_Written task:_
Find each line in the material below that contains the word "sweater" and copy it out.

_Input:_
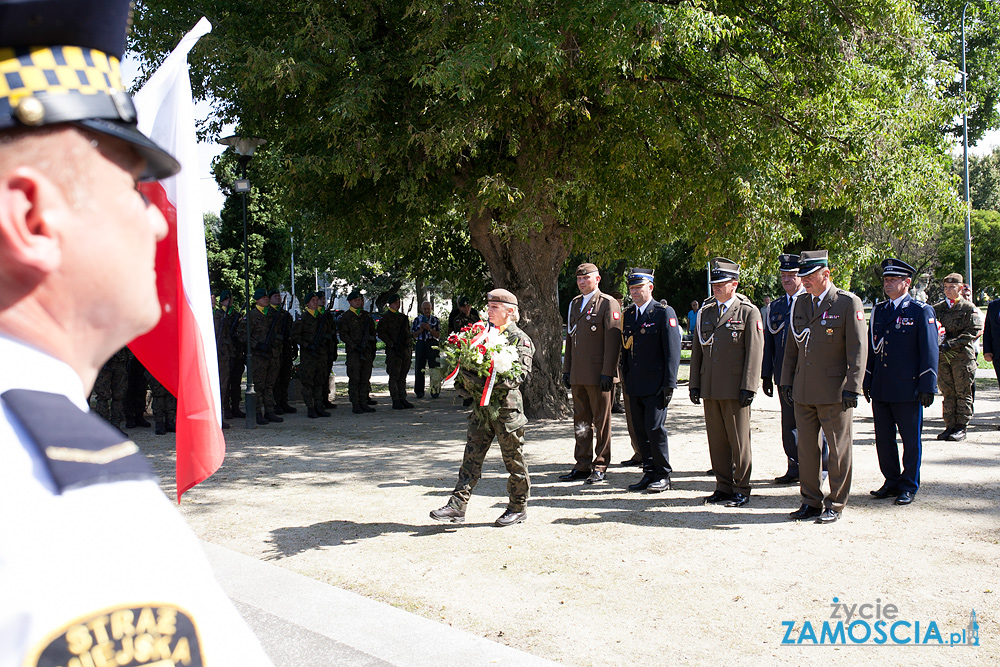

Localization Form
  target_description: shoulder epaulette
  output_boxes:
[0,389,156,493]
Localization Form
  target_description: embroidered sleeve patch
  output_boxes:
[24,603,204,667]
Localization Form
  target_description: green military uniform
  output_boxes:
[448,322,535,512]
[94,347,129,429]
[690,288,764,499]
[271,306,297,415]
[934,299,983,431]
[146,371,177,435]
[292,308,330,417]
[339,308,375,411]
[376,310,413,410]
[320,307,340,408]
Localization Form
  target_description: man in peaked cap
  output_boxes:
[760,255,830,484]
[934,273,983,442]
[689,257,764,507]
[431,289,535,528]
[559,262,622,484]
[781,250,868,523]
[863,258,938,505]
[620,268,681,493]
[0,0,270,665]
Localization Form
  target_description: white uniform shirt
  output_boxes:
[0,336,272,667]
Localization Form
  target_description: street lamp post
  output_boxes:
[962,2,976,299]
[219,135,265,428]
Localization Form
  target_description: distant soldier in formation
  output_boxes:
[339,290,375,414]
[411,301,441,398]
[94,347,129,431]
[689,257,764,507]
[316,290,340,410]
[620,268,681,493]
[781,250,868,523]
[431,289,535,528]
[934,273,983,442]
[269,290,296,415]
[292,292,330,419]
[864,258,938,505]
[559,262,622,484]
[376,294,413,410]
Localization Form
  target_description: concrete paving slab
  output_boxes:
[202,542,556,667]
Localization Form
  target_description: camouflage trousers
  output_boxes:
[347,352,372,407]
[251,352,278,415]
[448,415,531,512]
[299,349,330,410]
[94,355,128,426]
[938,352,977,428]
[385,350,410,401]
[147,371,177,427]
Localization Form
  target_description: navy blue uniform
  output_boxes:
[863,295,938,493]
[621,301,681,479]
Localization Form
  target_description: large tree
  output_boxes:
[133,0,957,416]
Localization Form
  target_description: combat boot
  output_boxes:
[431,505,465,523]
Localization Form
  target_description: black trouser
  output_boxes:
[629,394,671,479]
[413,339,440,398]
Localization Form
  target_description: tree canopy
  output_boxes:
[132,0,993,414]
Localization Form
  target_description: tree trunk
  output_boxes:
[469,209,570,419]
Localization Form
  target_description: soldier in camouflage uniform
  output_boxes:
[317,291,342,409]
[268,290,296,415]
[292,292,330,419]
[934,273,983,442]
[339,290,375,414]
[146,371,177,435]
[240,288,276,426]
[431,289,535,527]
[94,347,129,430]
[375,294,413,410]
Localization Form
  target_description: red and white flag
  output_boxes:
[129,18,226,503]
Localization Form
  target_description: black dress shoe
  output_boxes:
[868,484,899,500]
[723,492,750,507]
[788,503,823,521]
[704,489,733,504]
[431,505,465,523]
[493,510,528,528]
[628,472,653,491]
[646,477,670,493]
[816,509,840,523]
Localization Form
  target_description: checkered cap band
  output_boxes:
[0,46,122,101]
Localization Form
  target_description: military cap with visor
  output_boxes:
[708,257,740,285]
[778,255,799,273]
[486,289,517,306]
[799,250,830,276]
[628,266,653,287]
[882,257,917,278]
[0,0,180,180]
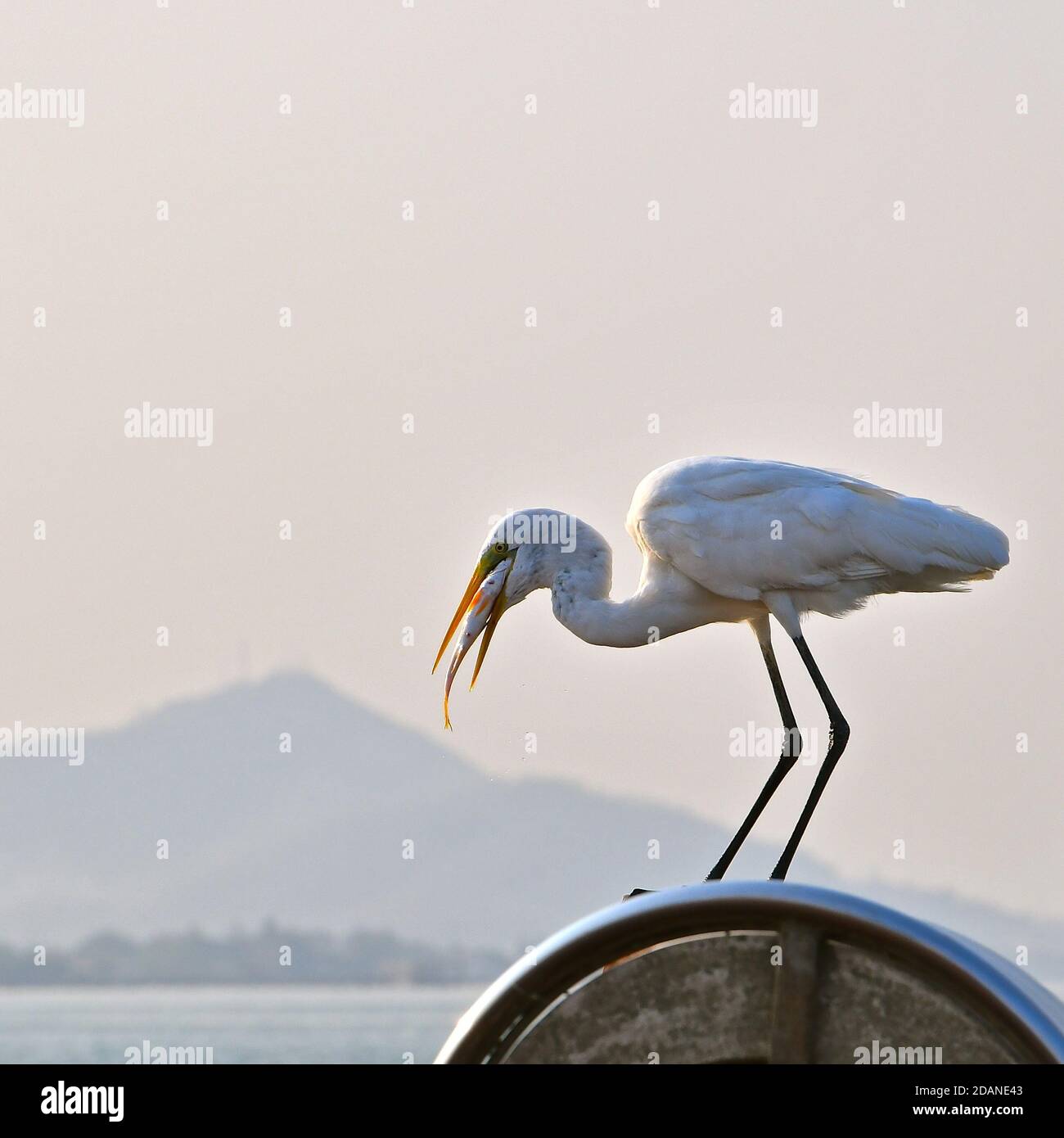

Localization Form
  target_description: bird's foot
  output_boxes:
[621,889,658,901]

* * *

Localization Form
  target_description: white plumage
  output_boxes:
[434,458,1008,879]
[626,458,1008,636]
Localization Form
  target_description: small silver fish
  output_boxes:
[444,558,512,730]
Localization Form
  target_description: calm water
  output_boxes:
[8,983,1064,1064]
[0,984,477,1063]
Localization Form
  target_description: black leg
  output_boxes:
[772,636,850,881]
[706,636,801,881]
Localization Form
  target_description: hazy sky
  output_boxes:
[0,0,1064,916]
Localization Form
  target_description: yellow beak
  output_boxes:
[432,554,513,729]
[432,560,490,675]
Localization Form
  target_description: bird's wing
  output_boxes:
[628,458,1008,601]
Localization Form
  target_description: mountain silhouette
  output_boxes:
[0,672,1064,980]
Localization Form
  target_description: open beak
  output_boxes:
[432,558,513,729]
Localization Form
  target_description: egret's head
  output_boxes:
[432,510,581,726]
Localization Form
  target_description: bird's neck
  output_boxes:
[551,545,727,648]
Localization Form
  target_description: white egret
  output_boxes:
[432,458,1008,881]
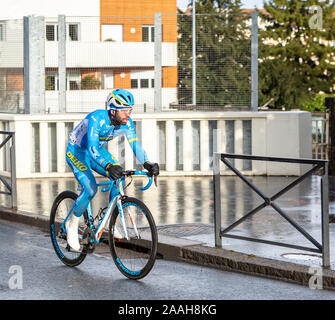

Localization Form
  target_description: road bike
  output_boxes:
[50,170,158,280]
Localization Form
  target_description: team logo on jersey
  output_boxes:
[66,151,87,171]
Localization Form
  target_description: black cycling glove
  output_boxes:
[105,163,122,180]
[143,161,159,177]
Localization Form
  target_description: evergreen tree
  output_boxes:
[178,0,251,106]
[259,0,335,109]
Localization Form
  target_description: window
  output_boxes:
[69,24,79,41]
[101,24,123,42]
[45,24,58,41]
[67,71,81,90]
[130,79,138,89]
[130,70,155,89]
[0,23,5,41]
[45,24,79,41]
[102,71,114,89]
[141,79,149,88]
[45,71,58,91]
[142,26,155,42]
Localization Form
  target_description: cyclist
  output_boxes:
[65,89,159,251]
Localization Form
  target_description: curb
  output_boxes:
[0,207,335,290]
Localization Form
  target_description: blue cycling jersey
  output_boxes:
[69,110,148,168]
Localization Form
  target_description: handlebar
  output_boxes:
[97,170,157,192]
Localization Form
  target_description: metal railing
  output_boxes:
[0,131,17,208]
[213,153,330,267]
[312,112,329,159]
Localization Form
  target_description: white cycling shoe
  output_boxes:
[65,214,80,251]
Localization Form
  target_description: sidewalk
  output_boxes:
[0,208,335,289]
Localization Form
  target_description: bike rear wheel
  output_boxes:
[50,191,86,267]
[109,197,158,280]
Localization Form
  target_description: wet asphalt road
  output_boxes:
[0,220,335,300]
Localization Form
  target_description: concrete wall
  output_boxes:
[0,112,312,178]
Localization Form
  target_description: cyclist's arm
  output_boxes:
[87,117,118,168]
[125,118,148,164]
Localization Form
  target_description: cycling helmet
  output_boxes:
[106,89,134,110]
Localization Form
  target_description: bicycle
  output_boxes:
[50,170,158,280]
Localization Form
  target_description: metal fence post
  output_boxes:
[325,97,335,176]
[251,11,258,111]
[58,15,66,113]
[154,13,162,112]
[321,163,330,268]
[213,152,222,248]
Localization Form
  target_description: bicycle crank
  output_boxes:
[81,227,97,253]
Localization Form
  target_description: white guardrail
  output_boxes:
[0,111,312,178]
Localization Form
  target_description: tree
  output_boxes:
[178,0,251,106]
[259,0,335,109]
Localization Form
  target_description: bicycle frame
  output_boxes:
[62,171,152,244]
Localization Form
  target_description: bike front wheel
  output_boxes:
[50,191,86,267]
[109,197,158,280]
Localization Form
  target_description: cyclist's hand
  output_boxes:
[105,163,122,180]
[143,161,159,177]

* * *

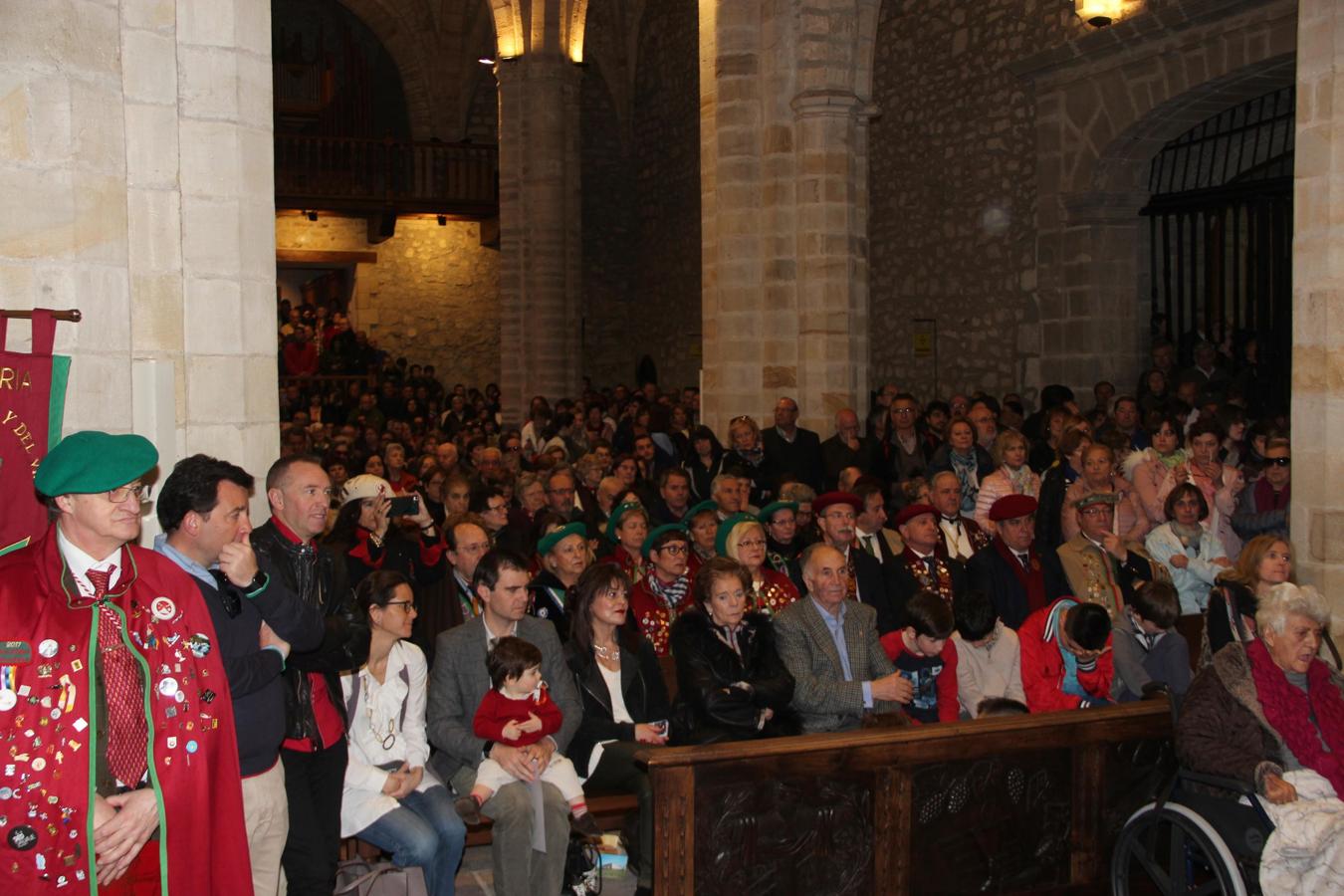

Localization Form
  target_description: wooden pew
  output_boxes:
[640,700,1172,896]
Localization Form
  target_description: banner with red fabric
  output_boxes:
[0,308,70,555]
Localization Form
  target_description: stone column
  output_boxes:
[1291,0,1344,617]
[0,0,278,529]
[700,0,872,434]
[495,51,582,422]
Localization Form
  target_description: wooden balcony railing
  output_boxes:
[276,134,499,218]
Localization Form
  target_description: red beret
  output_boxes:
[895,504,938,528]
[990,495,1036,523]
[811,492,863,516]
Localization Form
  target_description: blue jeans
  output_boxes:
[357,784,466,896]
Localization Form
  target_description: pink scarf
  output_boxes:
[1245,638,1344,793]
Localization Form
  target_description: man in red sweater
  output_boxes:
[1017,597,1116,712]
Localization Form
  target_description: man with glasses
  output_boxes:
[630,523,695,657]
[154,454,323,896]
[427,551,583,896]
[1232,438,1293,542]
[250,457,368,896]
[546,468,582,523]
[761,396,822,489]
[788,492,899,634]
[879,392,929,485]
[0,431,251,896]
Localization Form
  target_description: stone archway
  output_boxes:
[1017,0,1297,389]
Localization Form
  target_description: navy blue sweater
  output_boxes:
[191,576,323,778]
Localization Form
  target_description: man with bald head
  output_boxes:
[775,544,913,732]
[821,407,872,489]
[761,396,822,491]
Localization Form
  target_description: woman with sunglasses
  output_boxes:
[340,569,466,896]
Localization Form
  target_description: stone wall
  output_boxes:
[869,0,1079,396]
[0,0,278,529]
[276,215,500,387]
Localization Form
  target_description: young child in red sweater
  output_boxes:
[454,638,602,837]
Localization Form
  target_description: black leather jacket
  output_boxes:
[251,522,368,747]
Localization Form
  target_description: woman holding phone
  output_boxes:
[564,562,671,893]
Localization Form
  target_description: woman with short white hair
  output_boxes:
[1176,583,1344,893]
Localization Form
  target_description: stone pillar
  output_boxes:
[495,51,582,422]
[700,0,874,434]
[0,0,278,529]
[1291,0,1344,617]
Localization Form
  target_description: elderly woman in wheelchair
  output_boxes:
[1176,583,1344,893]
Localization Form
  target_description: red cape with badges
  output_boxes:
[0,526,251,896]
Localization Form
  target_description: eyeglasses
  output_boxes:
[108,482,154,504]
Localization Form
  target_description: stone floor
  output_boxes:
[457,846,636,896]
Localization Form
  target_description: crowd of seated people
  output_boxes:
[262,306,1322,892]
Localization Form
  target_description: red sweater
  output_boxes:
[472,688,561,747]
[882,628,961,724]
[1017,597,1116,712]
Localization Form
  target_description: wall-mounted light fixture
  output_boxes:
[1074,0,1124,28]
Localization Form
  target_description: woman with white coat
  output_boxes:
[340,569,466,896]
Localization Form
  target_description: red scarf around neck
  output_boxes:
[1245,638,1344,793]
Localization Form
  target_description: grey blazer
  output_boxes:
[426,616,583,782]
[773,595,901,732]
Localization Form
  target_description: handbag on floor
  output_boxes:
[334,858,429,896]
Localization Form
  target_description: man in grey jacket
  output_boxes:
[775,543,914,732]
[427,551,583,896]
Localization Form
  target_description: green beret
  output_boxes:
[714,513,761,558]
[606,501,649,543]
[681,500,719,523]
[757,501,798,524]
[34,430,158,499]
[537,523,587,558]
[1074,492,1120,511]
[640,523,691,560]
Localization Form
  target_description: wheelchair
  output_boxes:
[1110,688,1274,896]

_Solution to this task:_
  target_description: man in red sweater
  target_description: navy blue sweater
  target_description: young child in red sweater
  target_description: red sweater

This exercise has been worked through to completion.